→ **EXERCISE REQUIREMENTS**: Reproduce each of the following rows verbatim, without changing any character.

* begin EXERCISE MATERIALS *

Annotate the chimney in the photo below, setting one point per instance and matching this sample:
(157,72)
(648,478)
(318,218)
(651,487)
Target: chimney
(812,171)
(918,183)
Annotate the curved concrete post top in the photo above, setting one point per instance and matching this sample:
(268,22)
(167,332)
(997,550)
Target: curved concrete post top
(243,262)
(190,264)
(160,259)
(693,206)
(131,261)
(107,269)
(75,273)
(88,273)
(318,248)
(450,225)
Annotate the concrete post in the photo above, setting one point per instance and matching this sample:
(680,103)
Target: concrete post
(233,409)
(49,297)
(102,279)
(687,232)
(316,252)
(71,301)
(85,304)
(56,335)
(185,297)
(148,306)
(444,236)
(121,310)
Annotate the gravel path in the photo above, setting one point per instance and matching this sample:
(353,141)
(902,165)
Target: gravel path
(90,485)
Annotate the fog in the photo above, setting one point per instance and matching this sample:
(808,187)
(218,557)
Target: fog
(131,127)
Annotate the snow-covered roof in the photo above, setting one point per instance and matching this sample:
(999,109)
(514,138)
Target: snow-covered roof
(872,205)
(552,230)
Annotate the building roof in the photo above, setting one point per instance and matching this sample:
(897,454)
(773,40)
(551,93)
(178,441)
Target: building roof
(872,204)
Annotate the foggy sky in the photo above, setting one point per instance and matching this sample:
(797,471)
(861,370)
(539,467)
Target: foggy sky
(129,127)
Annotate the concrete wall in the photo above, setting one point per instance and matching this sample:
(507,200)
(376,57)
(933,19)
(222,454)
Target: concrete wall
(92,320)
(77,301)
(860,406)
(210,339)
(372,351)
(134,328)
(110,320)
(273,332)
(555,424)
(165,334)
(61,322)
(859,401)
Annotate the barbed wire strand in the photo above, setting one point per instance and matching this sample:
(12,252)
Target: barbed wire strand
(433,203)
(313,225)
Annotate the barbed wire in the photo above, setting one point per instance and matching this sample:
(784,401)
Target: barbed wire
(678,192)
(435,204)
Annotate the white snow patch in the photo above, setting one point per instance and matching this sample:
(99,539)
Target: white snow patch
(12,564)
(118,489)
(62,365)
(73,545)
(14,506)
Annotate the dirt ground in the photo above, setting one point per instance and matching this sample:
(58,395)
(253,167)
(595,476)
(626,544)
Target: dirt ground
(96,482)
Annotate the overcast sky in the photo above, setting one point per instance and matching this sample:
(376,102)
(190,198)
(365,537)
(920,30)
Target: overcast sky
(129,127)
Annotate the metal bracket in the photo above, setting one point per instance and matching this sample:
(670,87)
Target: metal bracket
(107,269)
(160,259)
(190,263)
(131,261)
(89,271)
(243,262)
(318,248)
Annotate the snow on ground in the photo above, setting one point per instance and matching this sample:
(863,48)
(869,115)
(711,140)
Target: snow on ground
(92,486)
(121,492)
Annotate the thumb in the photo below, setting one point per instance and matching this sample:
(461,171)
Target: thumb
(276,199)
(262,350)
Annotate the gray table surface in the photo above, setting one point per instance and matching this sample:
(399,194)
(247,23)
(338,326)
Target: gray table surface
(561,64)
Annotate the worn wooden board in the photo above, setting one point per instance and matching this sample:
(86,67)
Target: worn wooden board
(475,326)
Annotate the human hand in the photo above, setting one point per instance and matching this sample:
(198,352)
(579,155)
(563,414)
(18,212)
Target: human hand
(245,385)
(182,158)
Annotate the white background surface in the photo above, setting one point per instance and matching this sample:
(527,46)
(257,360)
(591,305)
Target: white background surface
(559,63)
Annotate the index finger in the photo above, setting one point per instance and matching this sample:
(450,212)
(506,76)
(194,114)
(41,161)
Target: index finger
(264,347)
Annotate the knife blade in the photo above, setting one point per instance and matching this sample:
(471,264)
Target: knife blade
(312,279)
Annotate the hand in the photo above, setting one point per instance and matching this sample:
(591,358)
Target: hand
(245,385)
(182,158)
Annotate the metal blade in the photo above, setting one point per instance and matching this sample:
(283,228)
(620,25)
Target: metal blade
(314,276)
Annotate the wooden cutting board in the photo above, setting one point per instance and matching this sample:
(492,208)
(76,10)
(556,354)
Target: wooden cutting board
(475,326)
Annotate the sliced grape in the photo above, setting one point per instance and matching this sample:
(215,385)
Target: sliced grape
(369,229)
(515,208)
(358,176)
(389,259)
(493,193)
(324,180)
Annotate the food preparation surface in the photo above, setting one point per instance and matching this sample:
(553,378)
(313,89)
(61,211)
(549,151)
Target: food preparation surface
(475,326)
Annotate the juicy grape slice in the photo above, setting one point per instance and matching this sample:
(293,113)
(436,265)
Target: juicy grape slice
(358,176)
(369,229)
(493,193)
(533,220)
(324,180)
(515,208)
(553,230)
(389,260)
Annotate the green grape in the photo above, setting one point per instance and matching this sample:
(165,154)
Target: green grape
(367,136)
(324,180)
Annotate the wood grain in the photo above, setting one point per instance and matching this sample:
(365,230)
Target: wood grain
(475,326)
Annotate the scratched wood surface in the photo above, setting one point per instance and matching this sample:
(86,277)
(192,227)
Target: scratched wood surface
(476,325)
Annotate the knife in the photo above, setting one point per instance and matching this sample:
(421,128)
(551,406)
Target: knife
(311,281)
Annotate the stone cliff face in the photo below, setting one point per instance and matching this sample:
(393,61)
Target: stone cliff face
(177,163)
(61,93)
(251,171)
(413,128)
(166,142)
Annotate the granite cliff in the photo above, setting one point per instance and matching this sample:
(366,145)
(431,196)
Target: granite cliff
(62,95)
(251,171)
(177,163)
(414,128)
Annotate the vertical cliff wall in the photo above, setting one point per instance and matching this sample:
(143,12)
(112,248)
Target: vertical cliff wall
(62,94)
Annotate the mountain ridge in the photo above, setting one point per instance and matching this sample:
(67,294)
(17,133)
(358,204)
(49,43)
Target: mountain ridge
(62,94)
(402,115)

* end EXERCISE MATERIALS *

→ **FULL OUTPUT**:
Annotate the chimney in the photo below, setting one point per instance and matching this sample:
(157,72)
(648,478)
(318,218)
(651,487)
Target: chimney
(812,171)
(918,183)
Annotate the curved concrete post top in the photo above, setting one point per instance and matching this sample:
(268,22)
(167,332)
(997,550)
Target: curved concrete post top
(243,262)
(190,264)
(160,259)
(693,206)
(131,261)
(107,269)
(75,273)
(88,273)
(318,248)
(450,225)
Annotate the concrete post in the photo above, setting one point per instance and matching this sample:
(680,103)
Target: concrete post
(233,409)
(49,297)
(102,279)
(687,232)
(316,252)
(71,301)
(85,304)
(56,335)
(185,297)
(148,306)
(444,236)
(121,310)
Annotate the gravel path in the photo above, setting one point per instance and matching this sample:
(353,141)
(902,165)
Target: gravel path
(90,485)
Annotate the fog in the photo above, setting one point per instance and matching this sample:
(808,187)
(218,557)
Target: fog
(131,127)
Annotate the snow-covered roof in the photo above, setting one point per instance and matching this sample:
(999,109)
(514,138)
Target: snow-covered roof
(872,205)
(552,230)
Annotate the building roof in the photo above, setting one point per instance and matching this sample:
(897,454)
(773,40)
(551,93)
(178,441)
Target: building roof
(872,204)
Annotate the foggy sky in the photo above, setting one point per instance and matching this sample:
(797,471)
(861,370)
(539,467)
Target: foggy sky
(129,127)
Annotate the concrete wall in the photo above, setting one point per instance and matching this sample:
(507,200)
(376,57)
(933,19)
(222,454)
Target: concrete wall
(92,320)
(77,301)
(860,406)
(210,339)
(372,351)
(134,328)
(110,320)
(273,332)
(555,424)
(165,334)
(61,322)
(859,401)
Annotate the barbed wire strand in the photo above, setting one point per instance and matching this sample:
(12,252)
Target: barbed wire strand
(433,203)
(313,225)
Annotate the barbed wire in the photo above, setting one point per instance and matching this sample:
(784,401)
Target: barbed wire
(678,192)
(435,204)
Annotate the white snow patch in the photo above, setting one point per instance and matching this sample:
(99,539)
Target: white snow patch
(12,564)
(118,489)
(62,365)
(73,545)
(14,506)
Annotate the dirt ground in the photo above, setting one point per instance and matching this sample:
(58,395)
(253,167)
(595,476)
(626,544)
Target: dirt ground
(96,482)
Annotate the overcast sky in the photo above, setting one point per instance and matching this sample:
(376,102)
(190,198)
(365,537)
(920,30)
Target: overcast sky
(129,127)
Annotate the metal bracket in the photo above, setting one point per instance and matching this sample:
(670,87)
Target: metal bracket
(107,269)
(160,259)
(190,263)
(131,261)
(89,271)
(243,262)
(318,248)
Annotate the snow on ground in the photo above, setting one point per instance and matching this sample:
(863,48)
(869,115)
(711,140)
Target: snow on ground
(92,486)
(121,492)
Annotate the thumb in the photo below, setting one point per instance and matching this sample:
(461,171)
Target: thumb
(276,199)
(262,350)
Annotate the gray table surface in the photo above, setting one point per instance and matching this sample:
(399,194)
(247,23)
(338,326)
Target: gray table surface
(561,64)
Annotate the worn wooden board in the photo above, setting one point per instance and matching this sample:
(86,67)
Target: worn wooden board
(475,326)
Annotate the human hand in the photo above, setting one point per instance and matching this sample:
(198,352)
(579,155)
(563,414)
(18,212)
Target: human hand
(245,385)
(182,158)
Annotate the white background surface in the photo above, setting one point per instance and matching this sample:
(527,46)
(257,360)
(591,305)
Target: white background surface
(559,63)
Annotate the index finger in the photo above, setting one point per instance and matching this sample:
(450,212)
(506,76)
(194,114)
(41,161)
Target: index finger
(264,347)
Annotate the knife blade in the photo above, setting one point per instance and matching this sample:
(471,264)
Target: knife blade
(312,279)
Annotate the hand in the photo above, setting one point per instance and matching this sample:
(591,358)
Target: hand
(245,385)
(182,158)
Annotate the metal blade in the photo above, setting one point per instance and matching this sample:
(283,228)
(620,25)
Target: metal blade
(314,276)
Annotate the wooden cutting board in the photo above, setting one point per instance and matching this sample:
(492,208)
(76,10)
(556,354)
Target: wooden cutting board
(475,326)
Annotate the sliced grape in the photo above, setting one point per instance and matching this sample:
(215,385)
Target: sliced grape
(369,229)
(515,208)
(358,176)
(389,259)
(493,193)
(324,180)
Annotate the food preparation surface in the photo above, setting one point per instance and matching this sample:
(553,378)
(313,89)
(61,211)
(549,151)
Target: food preparation surface
(475,326)
Annotate the juicy grape slice in the photo above, setting one point per instance and matching this sample:
(293,113)
(436,265)
Target: juicy grape slice
(358,176)
(369,229)
(493,193)
(533,220)
(324,180)
(515,208)
(553,230)
(389,260)
Annotate the green grape in the photo above, setting one point per instance and matching this sample:
(165,154)
Target: green grape
(367,136)
(324,180)
Annotate the wood grain in the photo above, setting one point per instance and matching this sample:
(365,230)
Target: wood grain
(475,326)
Annotate the scratched wood surface in the photo above, setting one point per instance and matching this sample:
(86,277)
(192,227)
Target: scratched wood surface
(476,325)
Annotate the knife in the photo above, setting one point per instance and matching this sample:
(421,128)
(551,406)
Target: knife
(311,281)
Annotate the stone cliff face in the photo below, setting one point per instance and matching this sample:
(393,61)
Target: stone cliff face
(177,163)
(61,93)
(251,171)
(413,128)
(166,142)
Annotate the granite cliff in the photo above, setting one point per instance and matching this sample:
(366,145)
(431,196)
Target: granite cliff
(62,95)
(251,171)
(177,163)
(414,128)
Annotate the vertical cliff wall in the photo above, setting one point per instance and matching this sample:
(143,12)
(112,248)
Target: vertical cliff wall
(62,94)
Annotate the mountain ridge in the photo above, setting one point per instance and matching this sample:
(67,294)
(17,133)
(358,204)
(49,43)
Target: mountain ridge
(62,94)
(402,115)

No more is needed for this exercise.